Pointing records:

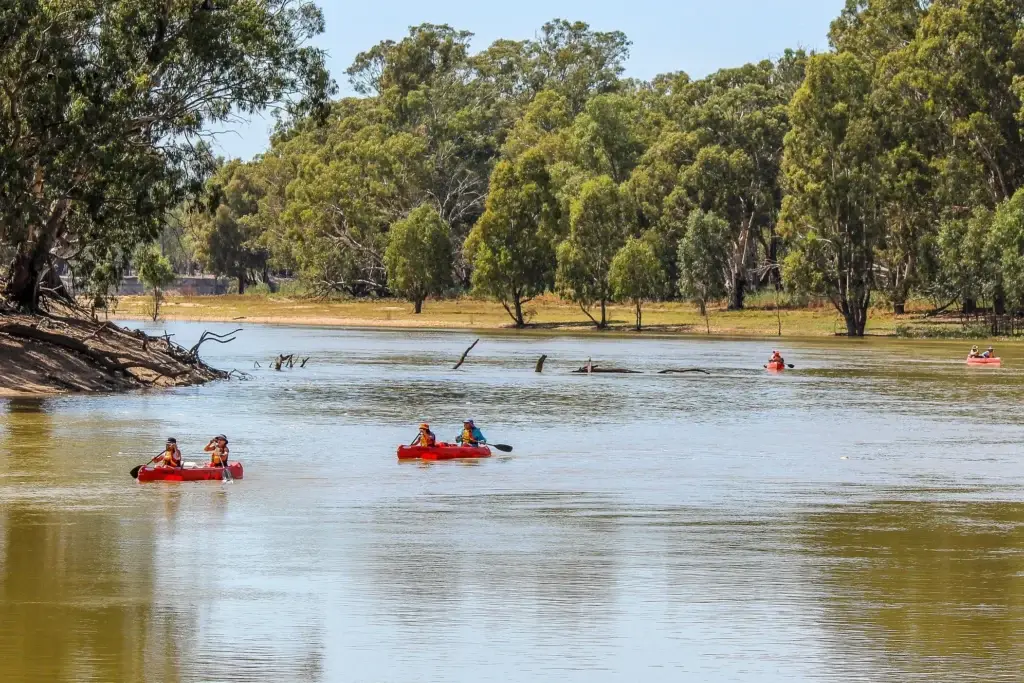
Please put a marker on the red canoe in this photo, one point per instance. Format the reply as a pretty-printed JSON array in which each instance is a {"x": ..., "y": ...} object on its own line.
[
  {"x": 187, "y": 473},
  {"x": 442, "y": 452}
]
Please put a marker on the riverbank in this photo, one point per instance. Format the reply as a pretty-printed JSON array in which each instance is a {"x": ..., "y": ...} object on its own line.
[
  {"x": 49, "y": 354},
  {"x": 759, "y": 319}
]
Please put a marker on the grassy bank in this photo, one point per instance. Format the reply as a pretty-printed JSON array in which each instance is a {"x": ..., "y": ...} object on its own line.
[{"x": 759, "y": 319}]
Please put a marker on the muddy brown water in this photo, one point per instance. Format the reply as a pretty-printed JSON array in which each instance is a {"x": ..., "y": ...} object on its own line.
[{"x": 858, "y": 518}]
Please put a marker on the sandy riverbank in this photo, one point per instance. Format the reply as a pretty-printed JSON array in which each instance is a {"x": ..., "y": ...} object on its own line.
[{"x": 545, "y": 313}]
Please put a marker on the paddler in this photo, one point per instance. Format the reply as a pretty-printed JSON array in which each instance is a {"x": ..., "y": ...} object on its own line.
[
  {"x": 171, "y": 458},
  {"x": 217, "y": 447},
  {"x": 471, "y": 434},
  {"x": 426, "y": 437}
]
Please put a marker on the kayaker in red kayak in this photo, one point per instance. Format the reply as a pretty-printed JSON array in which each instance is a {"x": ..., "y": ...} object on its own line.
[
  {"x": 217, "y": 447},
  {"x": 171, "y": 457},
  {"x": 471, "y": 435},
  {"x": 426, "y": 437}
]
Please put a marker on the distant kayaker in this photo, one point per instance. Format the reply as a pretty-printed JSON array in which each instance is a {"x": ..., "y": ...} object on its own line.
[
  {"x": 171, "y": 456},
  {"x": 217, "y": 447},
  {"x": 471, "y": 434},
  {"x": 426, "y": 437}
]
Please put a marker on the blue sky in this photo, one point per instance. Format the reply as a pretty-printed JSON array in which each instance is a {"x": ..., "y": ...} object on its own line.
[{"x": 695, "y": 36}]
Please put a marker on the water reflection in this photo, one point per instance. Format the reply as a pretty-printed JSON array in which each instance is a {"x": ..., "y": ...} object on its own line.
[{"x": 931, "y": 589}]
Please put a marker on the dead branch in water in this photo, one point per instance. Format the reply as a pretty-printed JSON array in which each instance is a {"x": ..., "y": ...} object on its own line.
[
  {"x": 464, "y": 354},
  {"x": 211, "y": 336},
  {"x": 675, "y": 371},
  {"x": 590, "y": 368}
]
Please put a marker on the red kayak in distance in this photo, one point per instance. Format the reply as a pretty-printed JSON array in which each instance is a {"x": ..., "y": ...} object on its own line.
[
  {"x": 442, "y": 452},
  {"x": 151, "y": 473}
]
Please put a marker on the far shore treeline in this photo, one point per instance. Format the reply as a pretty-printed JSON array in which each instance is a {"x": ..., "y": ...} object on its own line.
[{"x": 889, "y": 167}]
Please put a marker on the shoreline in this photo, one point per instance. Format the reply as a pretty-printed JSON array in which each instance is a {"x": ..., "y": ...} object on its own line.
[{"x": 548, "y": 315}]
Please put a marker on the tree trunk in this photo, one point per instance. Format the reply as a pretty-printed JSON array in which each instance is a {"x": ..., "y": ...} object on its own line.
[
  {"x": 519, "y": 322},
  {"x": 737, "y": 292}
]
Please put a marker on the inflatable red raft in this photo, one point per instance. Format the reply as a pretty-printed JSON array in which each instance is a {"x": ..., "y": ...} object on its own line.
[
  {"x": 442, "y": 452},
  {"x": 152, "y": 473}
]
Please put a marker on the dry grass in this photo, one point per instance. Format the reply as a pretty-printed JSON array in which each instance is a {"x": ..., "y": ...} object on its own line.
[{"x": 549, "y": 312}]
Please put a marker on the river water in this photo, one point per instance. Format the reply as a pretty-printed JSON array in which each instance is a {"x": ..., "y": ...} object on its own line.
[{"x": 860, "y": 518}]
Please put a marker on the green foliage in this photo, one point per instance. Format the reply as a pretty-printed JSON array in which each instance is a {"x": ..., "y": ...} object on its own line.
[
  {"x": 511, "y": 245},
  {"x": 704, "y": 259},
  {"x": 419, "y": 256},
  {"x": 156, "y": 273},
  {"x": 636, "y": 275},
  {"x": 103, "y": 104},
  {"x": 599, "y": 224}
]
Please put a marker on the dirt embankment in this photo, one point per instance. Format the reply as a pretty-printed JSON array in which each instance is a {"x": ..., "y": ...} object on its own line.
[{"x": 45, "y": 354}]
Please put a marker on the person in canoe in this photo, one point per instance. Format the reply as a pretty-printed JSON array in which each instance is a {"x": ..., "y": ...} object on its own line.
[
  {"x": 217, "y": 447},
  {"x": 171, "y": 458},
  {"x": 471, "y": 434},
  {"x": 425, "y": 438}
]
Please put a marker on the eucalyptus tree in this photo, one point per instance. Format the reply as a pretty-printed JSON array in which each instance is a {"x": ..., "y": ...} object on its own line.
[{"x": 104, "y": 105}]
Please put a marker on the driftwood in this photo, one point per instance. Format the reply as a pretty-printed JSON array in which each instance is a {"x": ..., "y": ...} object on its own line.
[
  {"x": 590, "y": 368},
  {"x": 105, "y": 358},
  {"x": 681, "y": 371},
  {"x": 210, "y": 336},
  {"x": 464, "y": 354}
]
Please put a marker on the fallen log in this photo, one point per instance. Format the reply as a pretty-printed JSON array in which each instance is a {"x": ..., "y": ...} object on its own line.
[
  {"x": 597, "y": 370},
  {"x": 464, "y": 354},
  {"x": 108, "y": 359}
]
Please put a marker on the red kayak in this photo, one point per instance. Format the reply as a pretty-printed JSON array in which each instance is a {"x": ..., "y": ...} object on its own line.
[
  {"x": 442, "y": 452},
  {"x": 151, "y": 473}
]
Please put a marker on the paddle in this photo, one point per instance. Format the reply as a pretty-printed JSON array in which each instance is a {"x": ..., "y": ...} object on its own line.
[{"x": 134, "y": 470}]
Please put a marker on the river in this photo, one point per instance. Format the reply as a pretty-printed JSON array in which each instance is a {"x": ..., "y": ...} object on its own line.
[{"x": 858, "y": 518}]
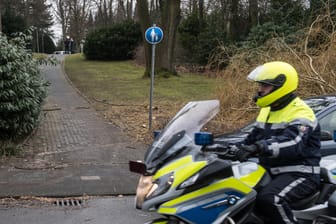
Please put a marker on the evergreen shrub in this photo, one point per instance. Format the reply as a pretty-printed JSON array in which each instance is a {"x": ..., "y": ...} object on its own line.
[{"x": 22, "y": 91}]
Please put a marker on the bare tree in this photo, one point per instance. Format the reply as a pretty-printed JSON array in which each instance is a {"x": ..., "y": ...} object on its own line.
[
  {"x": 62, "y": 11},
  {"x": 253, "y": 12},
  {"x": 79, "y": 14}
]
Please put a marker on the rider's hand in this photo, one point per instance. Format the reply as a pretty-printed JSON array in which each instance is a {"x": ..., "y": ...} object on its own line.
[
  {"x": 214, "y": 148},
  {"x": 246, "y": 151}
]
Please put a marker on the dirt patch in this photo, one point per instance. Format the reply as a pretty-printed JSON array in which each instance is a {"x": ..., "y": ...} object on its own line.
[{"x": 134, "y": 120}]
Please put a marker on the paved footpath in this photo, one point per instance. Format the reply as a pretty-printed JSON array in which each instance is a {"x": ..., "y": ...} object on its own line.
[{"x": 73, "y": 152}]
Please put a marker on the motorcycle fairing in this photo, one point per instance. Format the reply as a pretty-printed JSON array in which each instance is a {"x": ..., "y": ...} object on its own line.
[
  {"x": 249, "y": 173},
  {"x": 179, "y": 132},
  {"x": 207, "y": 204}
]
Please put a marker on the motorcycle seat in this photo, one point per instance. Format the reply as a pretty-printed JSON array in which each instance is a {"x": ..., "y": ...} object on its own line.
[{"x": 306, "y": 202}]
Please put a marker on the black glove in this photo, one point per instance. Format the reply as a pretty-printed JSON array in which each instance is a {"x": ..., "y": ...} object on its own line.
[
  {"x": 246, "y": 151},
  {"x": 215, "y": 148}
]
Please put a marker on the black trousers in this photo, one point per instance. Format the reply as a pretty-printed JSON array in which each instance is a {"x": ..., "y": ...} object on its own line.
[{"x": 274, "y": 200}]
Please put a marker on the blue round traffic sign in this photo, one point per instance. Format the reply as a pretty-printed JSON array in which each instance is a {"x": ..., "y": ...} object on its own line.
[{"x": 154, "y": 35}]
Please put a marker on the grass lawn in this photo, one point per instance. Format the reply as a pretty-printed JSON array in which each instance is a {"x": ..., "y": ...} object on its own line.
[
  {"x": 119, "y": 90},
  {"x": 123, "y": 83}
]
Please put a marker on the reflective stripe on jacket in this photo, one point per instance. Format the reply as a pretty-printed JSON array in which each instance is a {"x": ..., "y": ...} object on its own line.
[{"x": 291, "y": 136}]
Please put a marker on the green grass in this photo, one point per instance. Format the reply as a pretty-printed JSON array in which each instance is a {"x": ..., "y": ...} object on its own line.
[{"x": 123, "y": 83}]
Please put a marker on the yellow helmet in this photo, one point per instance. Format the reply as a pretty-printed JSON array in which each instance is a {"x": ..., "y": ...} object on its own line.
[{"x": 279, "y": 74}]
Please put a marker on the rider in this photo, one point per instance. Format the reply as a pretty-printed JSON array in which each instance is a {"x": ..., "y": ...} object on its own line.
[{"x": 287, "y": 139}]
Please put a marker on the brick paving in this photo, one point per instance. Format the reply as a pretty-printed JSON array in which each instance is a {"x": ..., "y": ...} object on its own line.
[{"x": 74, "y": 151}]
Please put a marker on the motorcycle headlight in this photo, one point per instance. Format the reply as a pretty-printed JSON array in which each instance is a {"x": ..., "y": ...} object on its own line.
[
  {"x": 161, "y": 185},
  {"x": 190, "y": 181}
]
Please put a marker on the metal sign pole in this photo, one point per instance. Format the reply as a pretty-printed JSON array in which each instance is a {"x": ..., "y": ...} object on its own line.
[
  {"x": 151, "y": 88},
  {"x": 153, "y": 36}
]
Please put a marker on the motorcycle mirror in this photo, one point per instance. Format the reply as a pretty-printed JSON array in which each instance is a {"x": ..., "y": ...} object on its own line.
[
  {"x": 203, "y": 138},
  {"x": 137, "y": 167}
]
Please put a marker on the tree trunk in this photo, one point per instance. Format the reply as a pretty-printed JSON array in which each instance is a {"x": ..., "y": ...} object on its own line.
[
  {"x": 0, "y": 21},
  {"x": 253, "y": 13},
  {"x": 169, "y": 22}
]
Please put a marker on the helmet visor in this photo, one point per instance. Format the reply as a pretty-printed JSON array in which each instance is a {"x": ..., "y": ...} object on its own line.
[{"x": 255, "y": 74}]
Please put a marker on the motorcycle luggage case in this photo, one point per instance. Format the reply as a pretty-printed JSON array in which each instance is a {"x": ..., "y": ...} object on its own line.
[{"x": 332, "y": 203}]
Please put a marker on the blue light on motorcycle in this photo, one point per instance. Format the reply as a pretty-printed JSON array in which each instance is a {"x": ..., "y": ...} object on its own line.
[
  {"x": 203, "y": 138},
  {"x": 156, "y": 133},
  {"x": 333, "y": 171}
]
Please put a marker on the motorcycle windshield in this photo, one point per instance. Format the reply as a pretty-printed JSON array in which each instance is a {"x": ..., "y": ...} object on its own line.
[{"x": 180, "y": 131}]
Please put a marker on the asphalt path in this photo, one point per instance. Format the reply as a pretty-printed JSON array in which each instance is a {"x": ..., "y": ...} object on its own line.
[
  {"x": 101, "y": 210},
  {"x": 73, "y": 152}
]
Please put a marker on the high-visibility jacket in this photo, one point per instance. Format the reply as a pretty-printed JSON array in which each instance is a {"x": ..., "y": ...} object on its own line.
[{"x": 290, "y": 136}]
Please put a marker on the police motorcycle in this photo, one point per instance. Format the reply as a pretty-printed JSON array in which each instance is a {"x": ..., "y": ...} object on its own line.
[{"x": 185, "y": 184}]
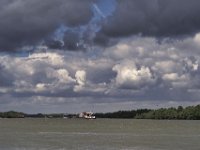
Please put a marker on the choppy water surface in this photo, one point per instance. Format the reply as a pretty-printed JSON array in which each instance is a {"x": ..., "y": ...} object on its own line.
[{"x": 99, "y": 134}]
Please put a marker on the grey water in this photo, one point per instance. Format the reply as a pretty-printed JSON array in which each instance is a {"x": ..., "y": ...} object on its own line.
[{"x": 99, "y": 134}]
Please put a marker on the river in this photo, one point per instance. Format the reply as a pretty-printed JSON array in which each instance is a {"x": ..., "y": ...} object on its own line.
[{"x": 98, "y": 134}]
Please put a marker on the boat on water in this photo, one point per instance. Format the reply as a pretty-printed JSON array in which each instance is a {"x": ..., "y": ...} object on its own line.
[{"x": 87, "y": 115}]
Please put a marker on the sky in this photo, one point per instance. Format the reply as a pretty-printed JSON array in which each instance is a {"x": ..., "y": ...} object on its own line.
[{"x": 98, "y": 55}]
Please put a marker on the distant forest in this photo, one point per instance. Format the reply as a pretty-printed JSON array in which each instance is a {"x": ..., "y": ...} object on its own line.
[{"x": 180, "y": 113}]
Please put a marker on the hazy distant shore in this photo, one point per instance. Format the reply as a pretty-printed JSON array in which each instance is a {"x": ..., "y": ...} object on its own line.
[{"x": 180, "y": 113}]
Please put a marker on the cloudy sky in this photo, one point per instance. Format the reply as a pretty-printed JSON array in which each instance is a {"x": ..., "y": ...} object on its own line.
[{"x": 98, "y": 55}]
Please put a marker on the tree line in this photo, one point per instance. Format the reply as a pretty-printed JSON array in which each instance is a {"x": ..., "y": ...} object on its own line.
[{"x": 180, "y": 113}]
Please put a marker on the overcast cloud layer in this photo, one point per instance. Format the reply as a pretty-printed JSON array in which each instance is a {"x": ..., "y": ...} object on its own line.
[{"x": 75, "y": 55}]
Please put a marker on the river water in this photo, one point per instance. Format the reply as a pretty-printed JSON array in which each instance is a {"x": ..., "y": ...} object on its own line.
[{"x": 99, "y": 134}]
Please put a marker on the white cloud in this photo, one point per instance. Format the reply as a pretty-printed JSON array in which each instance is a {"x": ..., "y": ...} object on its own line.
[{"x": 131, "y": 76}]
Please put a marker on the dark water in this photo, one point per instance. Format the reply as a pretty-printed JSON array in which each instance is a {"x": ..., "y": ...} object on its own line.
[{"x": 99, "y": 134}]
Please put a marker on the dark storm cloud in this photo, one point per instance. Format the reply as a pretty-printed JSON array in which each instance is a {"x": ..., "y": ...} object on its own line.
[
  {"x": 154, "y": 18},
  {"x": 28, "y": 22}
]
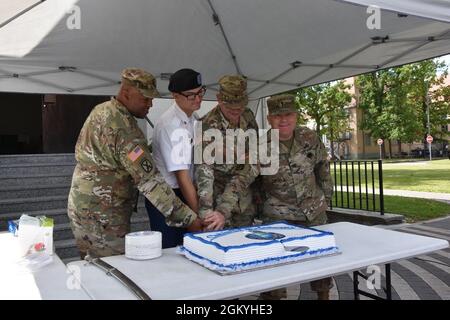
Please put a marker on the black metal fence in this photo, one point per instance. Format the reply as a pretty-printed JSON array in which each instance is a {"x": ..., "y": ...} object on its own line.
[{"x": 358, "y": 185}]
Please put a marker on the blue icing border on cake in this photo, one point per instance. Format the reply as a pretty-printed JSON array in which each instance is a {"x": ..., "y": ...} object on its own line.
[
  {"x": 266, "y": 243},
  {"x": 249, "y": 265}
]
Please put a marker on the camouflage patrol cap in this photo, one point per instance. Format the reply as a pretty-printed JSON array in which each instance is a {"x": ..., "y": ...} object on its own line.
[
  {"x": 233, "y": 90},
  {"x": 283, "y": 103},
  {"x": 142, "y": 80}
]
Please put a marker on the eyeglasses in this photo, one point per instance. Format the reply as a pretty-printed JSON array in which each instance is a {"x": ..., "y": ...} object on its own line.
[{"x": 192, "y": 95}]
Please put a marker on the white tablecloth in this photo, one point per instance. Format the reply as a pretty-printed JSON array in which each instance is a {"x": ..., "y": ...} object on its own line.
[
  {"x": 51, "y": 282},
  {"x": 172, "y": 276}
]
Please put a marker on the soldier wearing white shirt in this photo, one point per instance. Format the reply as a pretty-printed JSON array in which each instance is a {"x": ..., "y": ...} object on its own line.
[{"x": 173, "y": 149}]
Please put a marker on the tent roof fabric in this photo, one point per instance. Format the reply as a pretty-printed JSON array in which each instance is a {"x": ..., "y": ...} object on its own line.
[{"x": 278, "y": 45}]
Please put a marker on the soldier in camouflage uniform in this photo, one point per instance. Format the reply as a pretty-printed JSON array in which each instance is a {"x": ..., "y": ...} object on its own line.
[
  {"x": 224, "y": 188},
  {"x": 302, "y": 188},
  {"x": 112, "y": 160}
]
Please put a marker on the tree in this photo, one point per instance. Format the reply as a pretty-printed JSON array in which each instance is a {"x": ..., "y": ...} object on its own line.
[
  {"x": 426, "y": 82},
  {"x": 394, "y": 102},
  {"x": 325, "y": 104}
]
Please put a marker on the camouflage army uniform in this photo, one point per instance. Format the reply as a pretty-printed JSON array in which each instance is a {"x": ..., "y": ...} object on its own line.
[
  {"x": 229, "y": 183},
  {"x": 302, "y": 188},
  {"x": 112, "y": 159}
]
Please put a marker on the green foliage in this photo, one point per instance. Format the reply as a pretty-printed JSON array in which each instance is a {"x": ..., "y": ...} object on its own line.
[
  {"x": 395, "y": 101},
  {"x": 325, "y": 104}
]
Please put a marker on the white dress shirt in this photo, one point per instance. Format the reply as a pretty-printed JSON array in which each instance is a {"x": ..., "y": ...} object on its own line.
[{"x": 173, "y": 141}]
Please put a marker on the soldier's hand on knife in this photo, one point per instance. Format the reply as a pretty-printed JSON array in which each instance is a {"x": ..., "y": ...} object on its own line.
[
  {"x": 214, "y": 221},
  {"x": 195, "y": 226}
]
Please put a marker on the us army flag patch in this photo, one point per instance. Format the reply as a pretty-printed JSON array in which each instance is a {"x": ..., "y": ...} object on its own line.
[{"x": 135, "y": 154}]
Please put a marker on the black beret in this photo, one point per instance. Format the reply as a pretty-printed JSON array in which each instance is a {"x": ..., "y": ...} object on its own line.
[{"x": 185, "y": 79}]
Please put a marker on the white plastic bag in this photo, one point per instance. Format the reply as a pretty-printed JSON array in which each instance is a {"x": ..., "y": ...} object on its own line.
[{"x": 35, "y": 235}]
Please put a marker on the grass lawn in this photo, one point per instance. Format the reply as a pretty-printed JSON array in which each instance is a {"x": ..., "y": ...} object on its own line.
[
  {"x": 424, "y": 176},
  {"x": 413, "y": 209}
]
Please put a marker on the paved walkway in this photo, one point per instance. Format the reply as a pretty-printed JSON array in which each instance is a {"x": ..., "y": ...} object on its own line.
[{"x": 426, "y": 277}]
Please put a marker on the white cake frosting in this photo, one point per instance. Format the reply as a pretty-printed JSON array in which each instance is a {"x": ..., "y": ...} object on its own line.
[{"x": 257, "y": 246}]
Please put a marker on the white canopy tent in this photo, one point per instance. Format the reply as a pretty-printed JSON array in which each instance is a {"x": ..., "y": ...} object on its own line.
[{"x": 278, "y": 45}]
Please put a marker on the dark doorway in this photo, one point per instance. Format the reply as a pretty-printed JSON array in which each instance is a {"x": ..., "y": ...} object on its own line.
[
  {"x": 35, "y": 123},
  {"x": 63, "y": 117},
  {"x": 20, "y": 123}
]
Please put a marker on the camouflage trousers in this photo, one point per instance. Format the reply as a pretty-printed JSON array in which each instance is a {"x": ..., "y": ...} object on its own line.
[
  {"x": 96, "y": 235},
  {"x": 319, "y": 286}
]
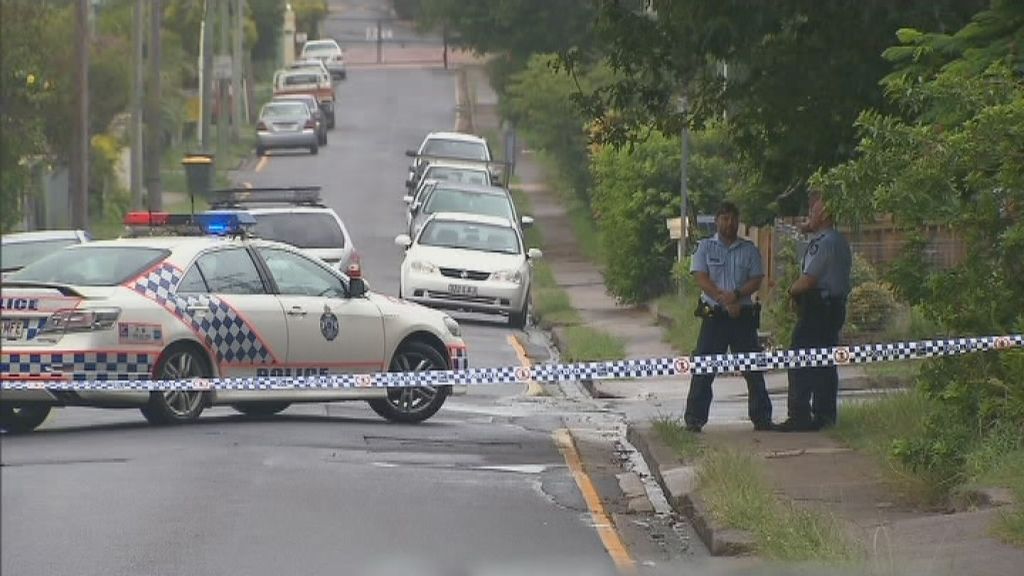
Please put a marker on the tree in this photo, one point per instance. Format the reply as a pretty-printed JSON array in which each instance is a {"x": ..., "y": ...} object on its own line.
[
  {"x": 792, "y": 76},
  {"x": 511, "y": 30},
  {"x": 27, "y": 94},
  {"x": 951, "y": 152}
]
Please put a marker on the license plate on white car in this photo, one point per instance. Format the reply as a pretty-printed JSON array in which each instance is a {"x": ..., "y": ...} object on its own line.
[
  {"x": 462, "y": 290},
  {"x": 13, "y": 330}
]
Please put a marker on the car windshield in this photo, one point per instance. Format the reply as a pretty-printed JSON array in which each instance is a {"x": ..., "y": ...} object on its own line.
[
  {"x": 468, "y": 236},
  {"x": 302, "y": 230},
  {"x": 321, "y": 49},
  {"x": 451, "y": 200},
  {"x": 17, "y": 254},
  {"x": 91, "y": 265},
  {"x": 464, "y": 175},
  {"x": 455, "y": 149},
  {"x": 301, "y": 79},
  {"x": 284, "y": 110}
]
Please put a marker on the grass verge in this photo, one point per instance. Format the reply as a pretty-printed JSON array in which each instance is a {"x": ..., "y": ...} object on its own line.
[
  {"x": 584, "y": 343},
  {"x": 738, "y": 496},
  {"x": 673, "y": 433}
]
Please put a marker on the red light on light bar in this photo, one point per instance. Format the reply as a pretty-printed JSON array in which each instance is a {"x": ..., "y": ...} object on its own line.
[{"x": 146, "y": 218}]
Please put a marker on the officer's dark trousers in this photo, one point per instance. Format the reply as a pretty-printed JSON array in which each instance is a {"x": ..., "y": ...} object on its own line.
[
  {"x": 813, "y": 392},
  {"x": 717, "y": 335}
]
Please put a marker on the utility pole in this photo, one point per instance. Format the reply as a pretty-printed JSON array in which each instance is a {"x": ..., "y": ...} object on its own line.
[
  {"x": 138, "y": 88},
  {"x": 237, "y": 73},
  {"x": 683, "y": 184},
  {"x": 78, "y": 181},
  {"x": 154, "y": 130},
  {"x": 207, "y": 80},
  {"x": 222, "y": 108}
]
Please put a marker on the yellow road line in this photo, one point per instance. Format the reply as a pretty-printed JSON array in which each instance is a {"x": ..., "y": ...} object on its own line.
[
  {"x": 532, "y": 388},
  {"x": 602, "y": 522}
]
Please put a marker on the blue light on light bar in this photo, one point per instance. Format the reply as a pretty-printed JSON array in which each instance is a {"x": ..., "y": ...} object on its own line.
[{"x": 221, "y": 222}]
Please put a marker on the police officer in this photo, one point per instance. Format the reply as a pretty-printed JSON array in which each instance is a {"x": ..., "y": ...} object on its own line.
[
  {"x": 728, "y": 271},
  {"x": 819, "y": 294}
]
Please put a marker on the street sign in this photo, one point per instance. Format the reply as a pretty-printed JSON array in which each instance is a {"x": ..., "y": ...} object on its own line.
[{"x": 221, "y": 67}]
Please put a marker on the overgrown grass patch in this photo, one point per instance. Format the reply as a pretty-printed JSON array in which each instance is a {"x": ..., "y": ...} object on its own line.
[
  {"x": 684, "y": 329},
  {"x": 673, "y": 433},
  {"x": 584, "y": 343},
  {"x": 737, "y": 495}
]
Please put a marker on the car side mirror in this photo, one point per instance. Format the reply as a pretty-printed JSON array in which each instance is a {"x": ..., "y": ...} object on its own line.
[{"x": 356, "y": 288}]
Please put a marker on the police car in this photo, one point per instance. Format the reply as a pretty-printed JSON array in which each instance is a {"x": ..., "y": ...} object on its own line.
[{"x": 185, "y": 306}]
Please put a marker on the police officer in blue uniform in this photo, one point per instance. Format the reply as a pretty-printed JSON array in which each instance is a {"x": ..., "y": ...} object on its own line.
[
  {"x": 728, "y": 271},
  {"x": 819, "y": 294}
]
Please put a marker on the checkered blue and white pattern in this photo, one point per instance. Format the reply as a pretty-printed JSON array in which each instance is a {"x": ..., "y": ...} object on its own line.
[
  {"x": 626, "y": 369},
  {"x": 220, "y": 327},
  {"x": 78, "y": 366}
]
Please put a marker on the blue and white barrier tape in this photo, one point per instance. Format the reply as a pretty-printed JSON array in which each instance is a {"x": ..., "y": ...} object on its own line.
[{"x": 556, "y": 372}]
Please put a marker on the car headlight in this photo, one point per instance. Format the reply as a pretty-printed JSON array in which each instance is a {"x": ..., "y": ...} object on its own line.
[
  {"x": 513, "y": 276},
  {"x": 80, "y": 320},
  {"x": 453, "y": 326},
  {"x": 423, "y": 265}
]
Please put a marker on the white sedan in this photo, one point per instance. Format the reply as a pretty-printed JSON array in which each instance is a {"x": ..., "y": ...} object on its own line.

REQUIREMENTS — Output, unchanged, the lines from the line with "Please put a marker on the police car" through the final line of the material.

RESULT —
Please put a marker on the police car in this photo, one point per instance. Format the reply as a pretty-printed JSON array in which each instance is a {"x": ..., "y": ...} object on its own line.
[{"x": 185, "y": 306}]
Please put a marker on the police officer in blue uniform in this photo, one point per instance. Format the reply as a pretty-printed JSON array in which each instance is a {"x": ..., "y": ...} object on its own line.
[
  {"x": 728, "y": 271},
  {"x": 819, "y": 294}
]
Please put a marker on the checkered blue and white pattern in this photo, one point per instance. Format the reply as a pretty-printed JSON array in which each instance is a {"x": ..., "y": ...} object on its own line.
[
  {"x": 626, "y": 369},
  {"x": 220, "y": 327},
  {"x": 78, "y": 366}
]
Please put a marker on the blue and white barrier tape in this photo, one point per instance. Format the reply as a pretty-printed JSON array in which each instance is a {"x": ..., "y": ...} object on its own line.
[{"x": 556, "y": 372}]
Please put a marker on the car headlight in this photo, one point per instance. Format the reply as a pretty-printed JSON array in which each instance is a {"x": ..., "y": ...} object on its own line.
[
  {"x": 513, "y": 276},
  {"x": 80, "y": 320},
  {"x": 453, "y": 326},
  {"x": 423, "y": 265}
]
Please put a marker on the white sedan in this photo, one point per instance. Format the reply as a pretty-printed JSON array in which each instance is a {"x": ..., "y": ...} object on its own line.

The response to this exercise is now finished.